* TEXTO PARA LEER:

%%

José Saramago, Premio Nobel de Literatura y amante de las distopías, ya se preocupaba en el año 2000, cuando publicó La caverna, de la deriva que estaba tomando el mundo, más propia de una escena de la película El Show de Truman. El portugués afirmó: “El mundo se está convirtiendo en una caverna igual que la de Platón: todos mirando imágenes y creyendo que son la realidad”. De esa visión alegórica del mundo han pasado ya 22 años.
Salvando y mucho las distancias, Valentín Roma, ha publicado el tercer y último libro de una trilogía de auto ficción con fuerte carga irónica y alguna dosis de mal gusto u ordinariez innecesaria (al menos para mí), pero con un texto magnífico, ágil y que engancha al lector desde la primera página.

%%

* LO QUE PIDEN: Sigue escribiendo el texto sobre Saramago y el libro de Valentín Roma a partir de su última frase.

Registros de una colección de datos:
%%

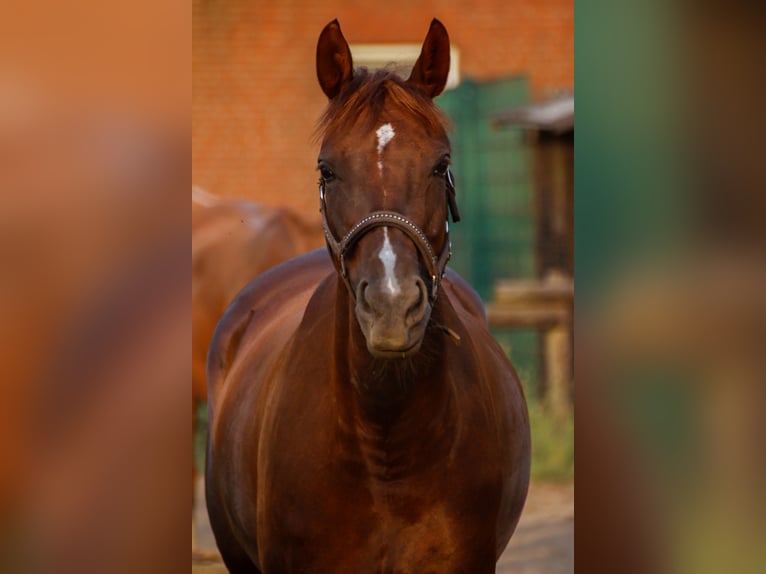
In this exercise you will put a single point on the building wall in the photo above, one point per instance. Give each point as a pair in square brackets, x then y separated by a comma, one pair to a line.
[255, 95]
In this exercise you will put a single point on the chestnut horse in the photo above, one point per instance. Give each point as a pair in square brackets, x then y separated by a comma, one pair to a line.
[233, 240]
[362, 418]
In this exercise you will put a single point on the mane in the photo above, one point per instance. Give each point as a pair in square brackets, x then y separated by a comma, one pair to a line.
[363, 99]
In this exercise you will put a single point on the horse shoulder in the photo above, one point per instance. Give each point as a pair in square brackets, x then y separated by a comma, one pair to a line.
[262, 316]
[463, 297]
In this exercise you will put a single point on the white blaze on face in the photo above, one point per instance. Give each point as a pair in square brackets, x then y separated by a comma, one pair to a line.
[385, 134]
[388, 258]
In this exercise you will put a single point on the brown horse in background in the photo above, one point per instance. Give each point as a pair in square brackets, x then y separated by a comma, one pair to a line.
[233, 240]
[361, 416]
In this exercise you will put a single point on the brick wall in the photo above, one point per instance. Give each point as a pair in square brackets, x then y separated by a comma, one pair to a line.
[255, 95]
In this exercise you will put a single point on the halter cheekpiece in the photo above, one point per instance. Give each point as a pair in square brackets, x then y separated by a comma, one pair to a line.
[435, 264]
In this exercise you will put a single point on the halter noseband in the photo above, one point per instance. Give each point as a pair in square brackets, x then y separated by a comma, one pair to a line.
[435, 265]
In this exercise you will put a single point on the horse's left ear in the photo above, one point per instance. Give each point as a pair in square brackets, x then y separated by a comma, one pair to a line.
[432, 66]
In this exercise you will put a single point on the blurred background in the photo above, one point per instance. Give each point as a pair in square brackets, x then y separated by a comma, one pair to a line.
[510, 102]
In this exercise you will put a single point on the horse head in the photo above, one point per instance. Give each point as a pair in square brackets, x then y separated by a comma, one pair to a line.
[385, 188]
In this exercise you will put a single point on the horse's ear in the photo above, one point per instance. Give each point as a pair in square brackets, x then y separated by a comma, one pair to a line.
[432, 66]
[334, 65]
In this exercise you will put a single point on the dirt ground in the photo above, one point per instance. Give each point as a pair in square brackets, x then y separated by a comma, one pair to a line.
[542, 544]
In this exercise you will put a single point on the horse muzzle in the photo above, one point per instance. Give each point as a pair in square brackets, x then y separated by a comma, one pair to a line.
[393, 321]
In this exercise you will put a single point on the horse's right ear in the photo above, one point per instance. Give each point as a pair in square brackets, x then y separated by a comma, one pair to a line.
[334, 65]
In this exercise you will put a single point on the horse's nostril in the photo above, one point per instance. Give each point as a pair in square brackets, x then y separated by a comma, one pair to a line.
[419, 303]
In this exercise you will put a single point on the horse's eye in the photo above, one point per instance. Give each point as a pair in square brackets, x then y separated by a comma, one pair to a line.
[327, 173]
[441, 168]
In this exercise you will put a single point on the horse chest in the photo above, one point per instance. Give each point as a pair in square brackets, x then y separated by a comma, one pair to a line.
[345, 520]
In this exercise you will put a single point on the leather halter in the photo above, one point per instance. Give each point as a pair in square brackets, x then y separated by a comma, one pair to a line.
[435, 265]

%%

* RESULTADO:
Aunque la historia del protagonista es el cauce literario por donde circula la, creo, acertada crítica social a lo más absurdo de nuestros días, en sí misma también es un reproche: Un recién licenciado que comienza a trabajar en la Guía Verde Michelín redactando reseñas, que poco le importan, porque lo que le obsesiona de verdad es ascender socialmente. Lo que no queda claro es si la obsesión es del personaje o si es el autor el obsesionado realmente por ello.
El discurso es algo viejuno y “hater”. No sabemos si adrede. Con términos como desclasado, proletariado o el trasnochado recurso del mundo obrero. Pero dibuja de forma brillante un retrato de la sociedad actual en la que el concepto de clase ha cambiado o quizás tienen entre ellas más vasos comunicantes, lo que permite diseminar lo mejor pero también lo peor de cada una de ellas.
Pero si ya no es necesario el metaverso. Vivimos en una permanente obra de teatro con un único arquetipo personal, como dice el autor “un estatus donde cobijarse (…) para que todo se transforme en una oportunidad donde intercambiarse credenciales”. Queda por ver cómo evolucionará ese arquetipo y si el propio sentido común hará que la sociedad vuelva a sus orígenes, donde las categorías de las personas se obtengan por la brillantez de su mundo interior, su tesón y sus méritos y no por galardones simbólicos creados por el propio capitalismo incontrolable.